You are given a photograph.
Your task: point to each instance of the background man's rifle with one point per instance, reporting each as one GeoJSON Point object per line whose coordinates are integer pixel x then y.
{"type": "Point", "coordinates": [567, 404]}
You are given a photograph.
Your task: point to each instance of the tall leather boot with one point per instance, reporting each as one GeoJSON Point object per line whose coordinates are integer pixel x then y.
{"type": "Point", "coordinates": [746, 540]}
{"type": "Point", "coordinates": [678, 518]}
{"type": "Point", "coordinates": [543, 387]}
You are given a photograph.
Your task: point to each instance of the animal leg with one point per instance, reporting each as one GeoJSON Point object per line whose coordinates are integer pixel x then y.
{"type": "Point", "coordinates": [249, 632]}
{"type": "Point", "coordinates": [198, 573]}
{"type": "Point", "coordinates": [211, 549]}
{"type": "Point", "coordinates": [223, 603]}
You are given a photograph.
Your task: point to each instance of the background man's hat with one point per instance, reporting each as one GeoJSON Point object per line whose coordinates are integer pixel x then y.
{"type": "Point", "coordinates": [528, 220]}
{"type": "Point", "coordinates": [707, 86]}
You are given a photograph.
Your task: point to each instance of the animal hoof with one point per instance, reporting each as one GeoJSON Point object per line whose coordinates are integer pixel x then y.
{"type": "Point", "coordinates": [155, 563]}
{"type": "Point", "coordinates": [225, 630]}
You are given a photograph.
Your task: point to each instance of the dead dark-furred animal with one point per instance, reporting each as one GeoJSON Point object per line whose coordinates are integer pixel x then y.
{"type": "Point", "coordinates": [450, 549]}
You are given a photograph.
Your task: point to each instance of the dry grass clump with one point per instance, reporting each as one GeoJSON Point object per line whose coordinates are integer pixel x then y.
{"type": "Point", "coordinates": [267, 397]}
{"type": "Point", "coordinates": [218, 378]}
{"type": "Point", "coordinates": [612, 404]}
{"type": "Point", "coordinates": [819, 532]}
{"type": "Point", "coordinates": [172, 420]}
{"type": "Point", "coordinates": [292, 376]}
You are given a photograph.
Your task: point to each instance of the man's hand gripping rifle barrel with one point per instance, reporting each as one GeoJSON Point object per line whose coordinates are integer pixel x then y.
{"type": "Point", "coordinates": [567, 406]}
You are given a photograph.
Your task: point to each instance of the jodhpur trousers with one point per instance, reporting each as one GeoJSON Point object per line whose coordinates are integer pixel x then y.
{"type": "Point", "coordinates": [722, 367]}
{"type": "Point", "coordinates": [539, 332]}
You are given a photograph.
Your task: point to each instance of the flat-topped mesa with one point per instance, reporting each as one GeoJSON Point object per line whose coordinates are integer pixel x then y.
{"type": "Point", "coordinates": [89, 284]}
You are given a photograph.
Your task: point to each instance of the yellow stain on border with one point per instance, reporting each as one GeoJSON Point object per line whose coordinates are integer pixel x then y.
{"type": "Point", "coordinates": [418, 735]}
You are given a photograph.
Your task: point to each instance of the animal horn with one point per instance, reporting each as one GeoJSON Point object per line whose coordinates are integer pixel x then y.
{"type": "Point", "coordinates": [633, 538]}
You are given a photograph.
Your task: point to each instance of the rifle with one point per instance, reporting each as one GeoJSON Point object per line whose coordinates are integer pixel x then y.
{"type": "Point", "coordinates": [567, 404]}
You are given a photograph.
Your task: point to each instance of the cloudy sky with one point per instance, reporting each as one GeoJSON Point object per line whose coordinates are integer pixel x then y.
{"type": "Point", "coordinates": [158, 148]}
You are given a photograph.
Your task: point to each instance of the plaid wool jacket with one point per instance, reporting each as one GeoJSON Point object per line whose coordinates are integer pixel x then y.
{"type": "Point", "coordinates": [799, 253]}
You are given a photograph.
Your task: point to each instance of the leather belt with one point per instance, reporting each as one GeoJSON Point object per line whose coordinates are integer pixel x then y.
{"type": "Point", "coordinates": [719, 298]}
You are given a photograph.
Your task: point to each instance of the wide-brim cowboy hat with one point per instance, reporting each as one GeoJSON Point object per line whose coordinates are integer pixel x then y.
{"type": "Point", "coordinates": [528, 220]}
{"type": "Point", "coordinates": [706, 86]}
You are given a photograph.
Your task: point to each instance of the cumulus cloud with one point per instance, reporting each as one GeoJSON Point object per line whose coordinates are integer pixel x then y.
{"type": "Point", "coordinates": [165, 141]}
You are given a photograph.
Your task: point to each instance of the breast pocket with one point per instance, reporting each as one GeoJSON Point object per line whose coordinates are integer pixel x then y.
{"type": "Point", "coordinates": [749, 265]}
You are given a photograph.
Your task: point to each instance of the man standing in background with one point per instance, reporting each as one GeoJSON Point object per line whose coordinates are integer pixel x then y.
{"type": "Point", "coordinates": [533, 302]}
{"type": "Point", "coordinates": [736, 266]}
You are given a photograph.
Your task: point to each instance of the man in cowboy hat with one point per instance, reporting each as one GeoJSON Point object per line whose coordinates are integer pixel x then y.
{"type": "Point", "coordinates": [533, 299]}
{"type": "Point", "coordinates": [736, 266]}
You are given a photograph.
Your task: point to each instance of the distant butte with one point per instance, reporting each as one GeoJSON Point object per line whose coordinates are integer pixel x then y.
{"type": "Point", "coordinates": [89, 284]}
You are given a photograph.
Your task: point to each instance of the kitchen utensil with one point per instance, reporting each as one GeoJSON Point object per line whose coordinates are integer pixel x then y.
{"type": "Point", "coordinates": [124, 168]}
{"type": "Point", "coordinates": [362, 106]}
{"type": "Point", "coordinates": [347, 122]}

========================================================================

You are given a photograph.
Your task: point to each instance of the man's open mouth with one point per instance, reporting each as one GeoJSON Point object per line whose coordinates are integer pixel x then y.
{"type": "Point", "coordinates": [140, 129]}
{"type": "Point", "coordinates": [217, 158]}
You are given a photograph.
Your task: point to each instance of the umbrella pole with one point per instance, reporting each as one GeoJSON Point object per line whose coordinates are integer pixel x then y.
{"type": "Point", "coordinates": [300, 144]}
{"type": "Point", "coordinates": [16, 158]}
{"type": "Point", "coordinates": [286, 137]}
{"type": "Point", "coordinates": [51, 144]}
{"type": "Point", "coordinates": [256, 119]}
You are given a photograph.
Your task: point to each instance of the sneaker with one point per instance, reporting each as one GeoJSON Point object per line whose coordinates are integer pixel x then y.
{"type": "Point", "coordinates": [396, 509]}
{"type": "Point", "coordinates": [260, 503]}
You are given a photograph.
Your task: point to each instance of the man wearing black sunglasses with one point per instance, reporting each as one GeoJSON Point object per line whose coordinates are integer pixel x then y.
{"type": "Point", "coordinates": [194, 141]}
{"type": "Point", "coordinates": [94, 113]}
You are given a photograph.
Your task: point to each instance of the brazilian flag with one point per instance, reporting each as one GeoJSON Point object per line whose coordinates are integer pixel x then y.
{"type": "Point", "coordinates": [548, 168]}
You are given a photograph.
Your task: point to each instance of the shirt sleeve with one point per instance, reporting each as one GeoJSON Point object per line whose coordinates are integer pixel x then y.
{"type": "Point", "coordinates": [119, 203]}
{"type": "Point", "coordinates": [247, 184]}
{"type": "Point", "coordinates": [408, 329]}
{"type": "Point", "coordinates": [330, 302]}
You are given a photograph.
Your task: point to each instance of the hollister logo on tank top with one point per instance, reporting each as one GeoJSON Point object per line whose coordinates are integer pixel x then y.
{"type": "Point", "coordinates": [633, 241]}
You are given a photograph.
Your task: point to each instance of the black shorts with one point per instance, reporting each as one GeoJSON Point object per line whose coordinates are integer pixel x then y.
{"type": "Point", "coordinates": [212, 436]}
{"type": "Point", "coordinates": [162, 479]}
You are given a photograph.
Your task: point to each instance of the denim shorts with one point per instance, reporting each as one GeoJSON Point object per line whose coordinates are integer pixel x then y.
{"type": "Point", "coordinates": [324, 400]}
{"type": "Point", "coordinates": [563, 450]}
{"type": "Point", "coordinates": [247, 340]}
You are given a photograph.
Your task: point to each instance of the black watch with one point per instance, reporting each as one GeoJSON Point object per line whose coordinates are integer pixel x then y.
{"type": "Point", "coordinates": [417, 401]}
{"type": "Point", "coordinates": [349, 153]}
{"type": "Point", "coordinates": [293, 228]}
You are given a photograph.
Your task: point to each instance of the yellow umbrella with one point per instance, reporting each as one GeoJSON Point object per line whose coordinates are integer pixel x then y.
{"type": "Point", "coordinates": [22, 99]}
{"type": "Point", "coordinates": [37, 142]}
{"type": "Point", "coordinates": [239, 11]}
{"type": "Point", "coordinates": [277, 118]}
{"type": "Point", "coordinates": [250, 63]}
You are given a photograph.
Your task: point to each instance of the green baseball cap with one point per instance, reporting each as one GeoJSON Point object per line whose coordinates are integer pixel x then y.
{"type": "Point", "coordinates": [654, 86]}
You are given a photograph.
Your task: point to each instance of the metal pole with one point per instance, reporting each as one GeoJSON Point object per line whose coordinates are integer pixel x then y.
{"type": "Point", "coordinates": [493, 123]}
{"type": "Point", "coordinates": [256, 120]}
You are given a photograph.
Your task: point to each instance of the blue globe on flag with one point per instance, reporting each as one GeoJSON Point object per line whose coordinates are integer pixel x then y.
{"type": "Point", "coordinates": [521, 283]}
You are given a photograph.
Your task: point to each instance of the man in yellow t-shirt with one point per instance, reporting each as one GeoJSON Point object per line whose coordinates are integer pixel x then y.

========================================================================

What you should do –
Which lines of the material contain the word "background"? List each of those lines in full.

Exercise output –
Your task: point to each instance of the background man's rifle with one point per instance, reporting each as one GeoJSON Point object per line whose coordinates are integer pixel x then y.
Your task: point to each instance of the background man's hat with one point per instance, reporting each as one GeoJSON Point object per line whose coordinates are integer pixel x then y.
Your task: point to each instance of the man standing in background with one point per instance, reporting each as one GeoJSON Point object per line whose coordinates are integer pixel x then y.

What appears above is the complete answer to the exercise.